Work request >>
Print the range of lines that opens with the line containing "of the raiders" and closes with the last line of the listing. Include both ends; print nothing more.

[Start of Attachment]

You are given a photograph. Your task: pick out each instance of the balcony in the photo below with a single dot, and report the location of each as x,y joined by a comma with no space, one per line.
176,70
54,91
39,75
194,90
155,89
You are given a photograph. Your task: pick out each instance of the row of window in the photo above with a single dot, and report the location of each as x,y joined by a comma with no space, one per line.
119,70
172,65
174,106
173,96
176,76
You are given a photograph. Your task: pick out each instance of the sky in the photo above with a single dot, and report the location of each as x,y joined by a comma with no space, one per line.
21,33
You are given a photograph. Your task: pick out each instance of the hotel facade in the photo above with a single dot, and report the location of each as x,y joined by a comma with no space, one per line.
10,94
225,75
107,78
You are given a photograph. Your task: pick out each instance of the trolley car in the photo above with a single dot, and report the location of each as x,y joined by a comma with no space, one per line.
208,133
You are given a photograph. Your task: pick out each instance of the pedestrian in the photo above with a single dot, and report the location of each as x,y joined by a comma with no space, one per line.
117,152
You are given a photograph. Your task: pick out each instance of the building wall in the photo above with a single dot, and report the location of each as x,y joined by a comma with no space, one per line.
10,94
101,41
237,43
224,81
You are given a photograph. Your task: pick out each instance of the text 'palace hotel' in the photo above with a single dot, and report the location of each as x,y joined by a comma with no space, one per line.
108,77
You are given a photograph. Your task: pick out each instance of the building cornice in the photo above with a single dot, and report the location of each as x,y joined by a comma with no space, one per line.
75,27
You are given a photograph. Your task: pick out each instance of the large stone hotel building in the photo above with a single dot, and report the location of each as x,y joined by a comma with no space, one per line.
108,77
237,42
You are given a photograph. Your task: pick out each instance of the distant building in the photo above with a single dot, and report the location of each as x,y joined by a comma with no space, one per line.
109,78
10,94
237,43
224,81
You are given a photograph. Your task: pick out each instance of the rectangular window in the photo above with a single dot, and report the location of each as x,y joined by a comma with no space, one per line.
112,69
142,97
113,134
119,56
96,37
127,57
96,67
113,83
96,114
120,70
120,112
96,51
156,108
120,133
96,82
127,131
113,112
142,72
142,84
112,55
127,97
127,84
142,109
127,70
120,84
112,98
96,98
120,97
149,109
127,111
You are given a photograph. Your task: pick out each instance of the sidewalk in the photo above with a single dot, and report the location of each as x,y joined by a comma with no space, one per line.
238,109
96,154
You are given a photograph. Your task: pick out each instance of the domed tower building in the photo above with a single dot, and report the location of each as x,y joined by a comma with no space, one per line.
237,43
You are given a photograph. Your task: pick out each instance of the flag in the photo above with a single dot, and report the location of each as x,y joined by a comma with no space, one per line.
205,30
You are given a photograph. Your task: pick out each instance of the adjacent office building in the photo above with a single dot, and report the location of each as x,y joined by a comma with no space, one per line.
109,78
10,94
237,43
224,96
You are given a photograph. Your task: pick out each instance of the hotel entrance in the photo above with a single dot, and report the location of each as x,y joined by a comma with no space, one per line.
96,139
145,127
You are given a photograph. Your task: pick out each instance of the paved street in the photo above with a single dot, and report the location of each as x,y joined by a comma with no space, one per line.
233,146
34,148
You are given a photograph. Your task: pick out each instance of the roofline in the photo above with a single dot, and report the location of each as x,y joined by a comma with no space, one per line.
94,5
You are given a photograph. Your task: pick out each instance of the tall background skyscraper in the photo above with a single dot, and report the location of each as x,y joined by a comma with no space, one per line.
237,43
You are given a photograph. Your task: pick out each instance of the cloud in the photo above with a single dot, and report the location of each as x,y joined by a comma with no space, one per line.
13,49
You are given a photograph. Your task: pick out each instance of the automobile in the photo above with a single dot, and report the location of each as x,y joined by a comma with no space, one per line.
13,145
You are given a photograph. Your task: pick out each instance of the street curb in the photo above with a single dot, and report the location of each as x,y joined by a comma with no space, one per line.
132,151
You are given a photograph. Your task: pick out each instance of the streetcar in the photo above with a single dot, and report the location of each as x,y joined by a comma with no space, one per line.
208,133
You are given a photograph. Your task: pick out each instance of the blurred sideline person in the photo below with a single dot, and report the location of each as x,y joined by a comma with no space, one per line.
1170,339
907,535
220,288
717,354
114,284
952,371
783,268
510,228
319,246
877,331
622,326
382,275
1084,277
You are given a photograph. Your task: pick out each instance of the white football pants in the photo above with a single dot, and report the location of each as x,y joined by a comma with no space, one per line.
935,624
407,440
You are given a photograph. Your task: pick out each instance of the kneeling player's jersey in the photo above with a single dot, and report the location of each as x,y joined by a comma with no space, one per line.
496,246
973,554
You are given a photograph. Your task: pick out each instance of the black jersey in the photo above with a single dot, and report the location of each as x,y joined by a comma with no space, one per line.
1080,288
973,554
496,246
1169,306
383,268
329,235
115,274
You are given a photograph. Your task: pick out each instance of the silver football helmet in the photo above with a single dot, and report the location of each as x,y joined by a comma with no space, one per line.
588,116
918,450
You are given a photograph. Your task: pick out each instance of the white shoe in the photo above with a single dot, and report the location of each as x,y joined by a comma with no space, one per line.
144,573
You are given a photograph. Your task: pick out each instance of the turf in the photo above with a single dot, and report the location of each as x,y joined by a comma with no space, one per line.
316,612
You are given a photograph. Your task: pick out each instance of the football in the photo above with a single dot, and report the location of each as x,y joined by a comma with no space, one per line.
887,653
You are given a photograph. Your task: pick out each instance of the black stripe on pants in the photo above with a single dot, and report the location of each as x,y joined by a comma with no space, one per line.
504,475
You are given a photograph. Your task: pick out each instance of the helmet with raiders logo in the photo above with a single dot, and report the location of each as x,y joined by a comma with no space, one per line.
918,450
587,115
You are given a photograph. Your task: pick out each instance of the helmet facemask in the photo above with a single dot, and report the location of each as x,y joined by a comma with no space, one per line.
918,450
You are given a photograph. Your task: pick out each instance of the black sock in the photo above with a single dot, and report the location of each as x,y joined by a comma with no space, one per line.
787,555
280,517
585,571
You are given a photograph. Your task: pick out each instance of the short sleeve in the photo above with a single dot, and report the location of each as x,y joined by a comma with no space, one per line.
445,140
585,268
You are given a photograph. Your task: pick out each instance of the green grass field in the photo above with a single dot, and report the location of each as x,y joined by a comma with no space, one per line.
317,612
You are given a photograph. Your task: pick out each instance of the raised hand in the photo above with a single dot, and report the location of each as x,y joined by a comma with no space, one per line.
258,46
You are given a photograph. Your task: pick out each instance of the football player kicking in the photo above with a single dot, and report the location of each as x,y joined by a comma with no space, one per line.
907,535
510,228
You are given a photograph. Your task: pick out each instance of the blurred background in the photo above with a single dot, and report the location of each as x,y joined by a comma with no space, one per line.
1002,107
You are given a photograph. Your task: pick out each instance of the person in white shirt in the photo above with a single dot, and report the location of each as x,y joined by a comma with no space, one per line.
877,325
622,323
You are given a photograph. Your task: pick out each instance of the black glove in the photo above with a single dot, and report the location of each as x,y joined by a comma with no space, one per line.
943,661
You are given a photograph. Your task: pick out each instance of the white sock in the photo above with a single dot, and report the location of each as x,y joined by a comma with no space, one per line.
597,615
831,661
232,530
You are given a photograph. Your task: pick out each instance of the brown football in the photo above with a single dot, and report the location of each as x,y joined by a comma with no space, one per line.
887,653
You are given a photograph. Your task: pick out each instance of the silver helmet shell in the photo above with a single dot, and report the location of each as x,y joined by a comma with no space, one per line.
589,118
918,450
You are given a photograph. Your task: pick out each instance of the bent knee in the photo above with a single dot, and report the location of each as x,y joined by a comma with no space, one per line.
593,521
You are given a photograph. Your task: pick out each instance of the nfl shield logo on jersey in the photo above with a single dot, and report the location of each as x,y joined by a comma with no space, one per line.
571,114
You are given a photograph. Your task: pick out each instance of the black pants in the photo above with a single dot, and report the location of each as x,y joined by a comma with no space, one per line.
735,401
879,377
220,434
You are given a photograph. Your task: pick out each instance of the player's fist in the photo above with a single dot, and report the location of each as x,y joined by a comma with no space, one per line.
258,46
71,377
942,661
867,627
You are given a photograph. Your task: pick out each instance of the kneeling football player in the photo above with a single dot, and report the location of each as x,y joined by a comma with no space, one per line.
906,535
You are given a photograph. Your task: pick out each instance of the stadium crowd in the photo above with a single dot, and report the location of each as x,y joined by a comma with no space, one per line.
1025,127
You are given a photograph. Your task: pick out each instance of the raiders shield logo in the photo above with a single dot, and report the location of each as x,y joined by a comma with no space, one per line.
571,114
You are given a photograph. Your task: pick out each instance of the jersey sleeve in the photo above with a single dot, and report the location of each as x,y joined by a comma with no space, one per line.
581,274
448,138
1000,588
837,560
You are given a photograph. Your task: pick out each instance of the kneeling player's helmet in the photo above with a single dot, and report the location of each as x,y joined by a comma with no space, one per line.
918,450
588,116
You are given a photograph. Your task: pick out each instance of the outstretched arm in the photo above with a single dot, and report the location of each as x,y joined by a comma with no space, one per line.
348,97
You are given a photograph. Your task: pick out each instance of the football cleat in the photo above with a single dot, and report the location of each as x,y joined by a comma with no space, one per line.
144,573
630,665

[End of Attachment]

Solution to the exercise >>
You are given a photograph. Your task: pick out each instance of the raiders shield logo in the photo above with a single dot, and report the location of each as x,y joined by a comma with no space, one per line.
571,114
You are given a photograph. Your task: pick out each instance of the jersey sleeve in the photo above with a single dot, and report the location of each as x,y joined by a comma with no space, one per line.
581,274
448,138
1000,588
837,560
You are given a photograph. Your task: pick out each instance of the kneeling player's helmet in the photo above with a single dot, and report the location of each as x,y joined by a comma with no space, one per line.
918,450
588,116
You are given a photograph. Your task: pick out each instance of the outstretched arm in the photo above with a single dot, and report the location of each as x,y joined by a comma with no space, one per line.
348,97
You are given a photograph. Your task: pick out each instance of the football cleat in the photo above with a single dot, and report the location of each as x,y joined by a comma with no space, one per line.
144,573
630,665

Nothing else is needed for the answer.